• **Exercise**
Every line of the data needs to be returned exactly.

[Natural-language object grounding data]
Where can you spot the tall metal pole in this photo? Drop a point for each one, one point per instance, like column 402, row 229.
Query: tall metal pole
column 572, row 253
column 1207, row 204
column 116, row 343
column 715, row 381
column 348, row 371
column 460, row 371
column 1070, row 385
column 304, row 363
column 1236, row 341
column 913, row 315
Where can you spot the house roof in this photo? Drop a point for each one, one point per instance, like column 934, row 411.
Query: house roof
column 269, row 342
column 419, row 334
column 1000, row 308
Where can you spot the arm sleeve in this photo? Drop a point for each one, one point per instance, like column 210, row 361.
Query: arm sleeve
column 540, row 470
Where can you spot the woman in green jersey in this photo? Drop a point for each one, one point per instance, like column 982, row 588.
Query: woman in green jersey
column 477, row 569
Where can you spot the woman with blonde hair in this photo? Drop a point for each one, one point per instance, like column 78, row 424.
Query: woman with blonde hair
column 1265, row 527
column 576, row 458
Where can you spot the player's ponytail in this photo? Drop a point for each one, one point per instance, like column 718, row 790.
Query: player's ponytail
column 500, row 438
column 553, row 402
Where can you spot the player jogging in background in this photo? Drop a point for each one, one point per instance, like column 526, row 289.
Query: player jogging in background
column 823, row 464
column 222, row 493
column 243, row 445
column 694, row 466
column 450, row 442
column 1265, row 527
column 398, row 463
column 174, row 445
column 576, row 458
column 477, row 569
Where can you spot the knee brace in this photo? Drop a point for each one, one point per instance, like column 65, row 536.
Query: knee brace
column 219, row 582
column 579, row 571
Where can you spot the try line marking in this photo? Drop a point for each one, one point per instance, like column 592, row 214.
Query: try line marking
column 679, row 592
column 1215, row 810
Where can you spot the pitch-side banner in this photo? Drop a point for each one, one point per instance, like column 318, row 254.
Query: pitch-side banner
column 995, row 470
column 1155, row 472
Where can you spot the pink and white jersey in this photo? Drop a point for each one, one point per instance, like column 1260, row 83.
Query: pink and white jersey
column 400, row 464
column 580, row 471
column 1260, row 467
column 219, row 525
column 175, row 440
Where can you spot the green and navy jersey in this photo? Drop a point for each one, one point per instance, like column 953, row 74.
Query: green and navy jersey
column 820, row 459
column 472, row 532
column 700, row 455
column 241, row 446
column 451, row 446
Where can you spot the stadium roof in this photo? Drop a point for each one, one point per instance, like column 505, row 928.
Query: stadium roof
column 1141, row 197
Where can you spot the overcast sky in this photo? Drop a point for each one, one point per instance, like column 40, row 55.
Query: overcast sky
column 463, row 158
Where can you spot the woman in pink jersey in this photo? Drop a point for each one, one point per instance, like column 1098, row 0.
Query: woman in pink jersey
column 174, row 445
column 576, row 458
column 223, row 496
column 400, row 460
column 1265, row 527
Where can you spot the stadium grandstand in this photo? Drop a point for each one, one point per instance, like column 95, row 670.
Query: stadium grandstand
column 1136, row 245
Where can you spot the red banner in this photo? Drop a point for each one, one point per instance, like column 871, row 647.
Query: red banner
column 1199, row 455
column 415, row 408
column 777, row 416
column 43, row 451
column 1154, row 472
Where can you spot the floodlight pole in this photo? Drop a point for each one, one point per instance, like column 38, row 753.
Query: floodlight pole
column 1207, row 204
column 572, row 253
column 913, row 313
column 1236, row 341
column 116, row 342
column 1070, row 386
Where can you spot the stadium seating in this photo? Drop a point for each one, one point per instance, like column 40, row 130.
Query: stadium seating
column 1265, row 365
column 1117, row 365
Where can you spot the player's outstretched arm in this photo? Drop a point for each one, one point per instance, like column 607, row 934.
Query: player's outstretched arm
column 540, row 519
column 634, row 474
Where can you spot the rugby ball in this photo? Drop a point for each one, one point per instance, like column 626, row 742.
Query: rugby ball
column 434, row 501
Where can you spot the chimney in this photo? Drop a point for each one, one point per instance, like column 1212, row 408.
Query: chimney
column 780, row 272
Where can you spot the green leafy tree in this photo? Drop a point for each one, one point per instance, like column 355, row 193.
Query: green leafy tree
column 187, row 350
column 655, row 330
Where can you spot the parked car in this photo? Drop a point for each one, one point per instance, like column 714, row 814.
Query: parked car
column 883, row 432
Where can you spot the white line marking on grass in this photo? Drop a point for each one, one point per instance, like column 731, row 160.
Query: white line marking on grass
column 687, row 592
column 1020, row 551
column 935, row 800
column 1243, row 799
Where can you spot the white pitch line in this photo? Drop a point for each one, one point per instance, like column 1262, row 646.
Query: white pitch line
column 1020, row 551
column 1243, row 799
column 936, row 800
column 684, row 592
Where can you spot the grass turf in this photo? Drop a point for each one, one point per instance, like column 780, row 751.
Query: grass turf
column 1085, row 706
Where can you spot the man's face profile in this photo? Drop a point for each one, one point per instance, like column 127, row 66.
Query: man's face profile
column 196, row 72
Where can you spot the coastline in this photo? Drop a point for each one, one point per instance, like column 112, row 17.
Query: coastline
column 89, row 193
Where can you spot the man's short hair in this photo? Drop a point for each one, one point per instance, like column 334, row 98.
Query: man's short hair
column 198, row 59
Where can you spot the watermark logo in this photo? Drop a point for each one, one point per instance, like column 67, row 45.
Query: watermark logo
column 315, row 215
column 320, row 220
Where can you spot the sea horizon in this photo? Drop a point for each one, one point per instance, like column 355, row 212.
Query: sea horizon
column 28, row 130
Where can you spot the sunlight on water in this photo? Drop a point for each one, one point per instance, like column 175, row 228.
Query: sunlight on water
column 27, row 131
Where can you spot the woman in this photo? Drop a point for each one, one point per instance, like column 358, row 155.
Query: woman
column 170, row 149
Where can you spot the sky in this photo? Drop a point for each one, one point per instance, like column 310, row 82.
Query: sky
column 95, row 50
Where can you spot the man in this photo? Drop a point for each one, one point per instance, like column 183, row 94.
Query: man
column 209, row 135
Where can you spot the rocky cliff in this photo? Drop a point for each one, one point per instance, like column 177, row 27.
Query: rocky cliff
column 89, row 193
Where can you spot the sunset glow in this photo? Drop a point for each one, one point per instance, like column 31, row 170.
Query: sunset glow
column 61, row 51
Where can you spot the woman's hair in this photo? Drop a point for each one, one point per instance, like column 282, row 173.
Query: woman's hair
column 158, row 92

• **Task result**
Where can you spot the tall metal pole in this photo? Drop a point for each one, one point per instance, like column 402, row 229.
Query: tall metal pole
column 572, row 253
column 1207, row 204
column 116, row 343
column 715, row 381
column 348, row 371
column 460, row 371
column 1070, row 385
column 304, row 363
column 1236, row 341
column 913, row 315
Where can you spot the house roof in this photo? Drop a point for each one, one point per instance, like column 934, row 411.
Query: house roof
column 269, row 342
column 419, row 334
column 1000, row 308
Where can you spot the arm sleeve in this photo? Drop a point for each one, one point per instance, like column 210, row 361.
Query: arm sleeve
column 540, row 470
Where can you spot the woman in green jersey in this photo? Drop a point for each one, one point per instance, like column 982, row 588.
Query: woman in green jersey
column 477, row 569
Where can you spot the woman with blonde hair in this photo? Drop a point for each one, one point per instance, like column 78, row 424.
Query: woman with blonde hair
column 1265, row 527
column 576, row 458
Where can you spot the player's ponytail in this photo? Drop a point for each one, one point per instance, like column 718, row 790.
Query: player's ponytail
column 500, row 438
column 553, row 402
Where can you spot the player jogging in background in this photo? Drop a point for each one, one point per instance, like column 526, row 289.
Query: player jogging in background
column 823, row 464
column 222, row 493
column 243, row 445
column 694, row 466
column 450, row 442
column 1265, row 527
column 398, row 463
column 174, row 445
column 576, row 458
column 477, row 569
Where can you spot the knee brace in this photo? Drop a point for each one, one point per instance, like column 65, row 536.
Query: knee brace
column 219, row 582
column 579, row 571
Where can you spot the try line marking in this photo? Drop a point for each one, one point per instance, like column 592, row 214.
Query: try line marking
column 679, row 592
column 1215, row 810
Where can you spot the pitch-side banner in this photo? Drop a point for each one, one point per instance, like column 318, row 254.
Query: pitch-side banner
column 995, row 470
column 1155, row 472
Where can you spot the pink and white jersey in this photo? Drop a point for each one, one point per instance, like column 1260, row 83.
Query: pink and white jersey
column 400, row 464
column 580, row 471
column 1260, row 467
column 219, row 525
column 175, row 440
Where can you spot the green and navy jersey in this photo? Drop a point for each one, one point per instance, like column 953, row 74.
Query: green and navy jersey
column 820, row 459
column 472, row 532
column 700, row 455
column 241, row 446
column 451, row 446
Where can you spot the stadium roof in this photo? Drop a point for each one, one point per instance, like column 505, row 928.
Query: stadium roof
column 1141, row 197
Where can you spot the overcast sky in this photo? Drop a point for each one, one point per instance, like column 40, row 55.
Query: overcast sky
column 463, row 158
Where can you spot the woman in pink jersey in this photo? Drop a point for each one, one point per instance, like column 1098, row 0.
Query: woman in pink jersey
column 174, row 445
column 576, row 458
column 223, row 496
column 400, row 460
column 1265, row 527
Where can you spot the stadium grandstand in this photo? Drop a point for each one, one point per instance, like column 95, row 670.
Query: stadium grandstand
column 1136, row 245
Where can you spot the red banner in this photo? Drop a point for each one, one point per instance, like column 871, row 647.
Query: red banner
column 1199, row 455
column 415, row 408
column 777, row 416
column 43, row 451
column 1154, row 472
Where can you spot the floodlight pole in this photo? Drop a point for each one, one point per instance, like column 38, row 753.
Query: floodlight pole
column 1207, row 204
column 572, row 253
column 913, row 313
column 1236, row 341
column 116, row 342
column 1070, row 386
Where can you spot the stadium seating in this photo? Drop a point for each one, one point per instance, like column 40, row 130.
Query: stadium seating
column 1265, row 365
column 1117, row 365
Where can you spot the player's outstretched arm in this photo? Drop a point for each one, one point per instance, like column 607, row 934.
Query: player's outstretched arm
column 540, row 519
column 634, row 474
Where can you spot the rugby ball in this photo? Drop a point for each one, one point per instance, like column 626, row 742.
Query: rugby ball
column 434, row 501
Where can you spot the chimney in this photo? Drop a point for each one, one point per instance, like column 1212, row 408.
Query: chimney
column 780, row 272
Where can you spot the green leafy tree in this photo? Drop a point for each one, one point per instance, like column 355, row 193.
Query: green leafy tree
column 187, row 350
column 655, row 330
Where can you spot the parked car in this photo? Drop a point for each one, one point per instance, like column 714, row 814.
Query: parked car
column 883, row 432
Where can you spot the white line marking on grass in this photo? Drop a point for each one, one point per instance, like column 731, row 160.
Query: white line marking on grass
column 687, row 592
column 1020, row 551
column 935, row 800
column 1243, row 799
Where can you spot the white pitch line in this photo? Drop a point for each one, one point per instance, like column 1262, row 646.
Query: white pitch line
column 1020, row 551
column 1243, row 799
column 936, row 800
column 684, row 592
Where can you spot the grass turf in this photo? Drop a point for each one, one point per instance, like column 780, row 751.
Query: grass turf
column 1085, row 706
Where can you spot the man's face profile in this photo? Drop a point for each one, one point per instance, like column 127, row 66.
Query: man's face profile
column 196, row 72
Where can you spot the coastline in this photo? Drop a point for each one, one point per instance, like column 112, row 17.
Query: coastline
column 89, row 193
Where can you spot the man's short hair in this photo? Drop a point for each one, one point per instance, like column 334, row 98.
Query: man's short hair
column 198, row 59
Where can you spot the watermark logo in this photo? Drop a point for each one, one point per instance, like column 67, row 45.
Query: watermark logo
column 315, row 215
column 320, row 220
Where can you spot the sea horizon in this photo? Drop a point for each one, one point per instance, like column 355, row 212.
Query: sea horizon
column 28, row 130
Where can you spot the sunlight on water in this photo? Drop a point for each one, one point per instance, like column 175, row 228.
Query: sunlight on water
column 27, row 131
Where can you spot the woman in this photo? Drop a point for each one, one point per instance, like column 358, row 155.
Query: woman
column 170, row 149
Where can you spot the sky in this photo? Drop a point for each one, one point per instance, like column 310, row 82.
Query: sky
column 95, row 50
Where can you spot the man in this photo? Drop a point for each one, one point per instance, like column 183, row 94.
Query: man
column 209, row 135
Where can you spot the rocky cliff in this photo? Drop a point for each one, one point per instance, like column 177, row 27.
Query: rocky cliff
column 89, row 193
Where can you spot the sunset glow in this photo? Drop a point for each one, one point per instance, like column 31, row 170.
Query: sunset glow
column 61, row 51
Where can you spot the woman's hair in this photo? Drop a point for each one, one point per instance, like column 282, row 173.
Query: woman's hair
column 158, row 92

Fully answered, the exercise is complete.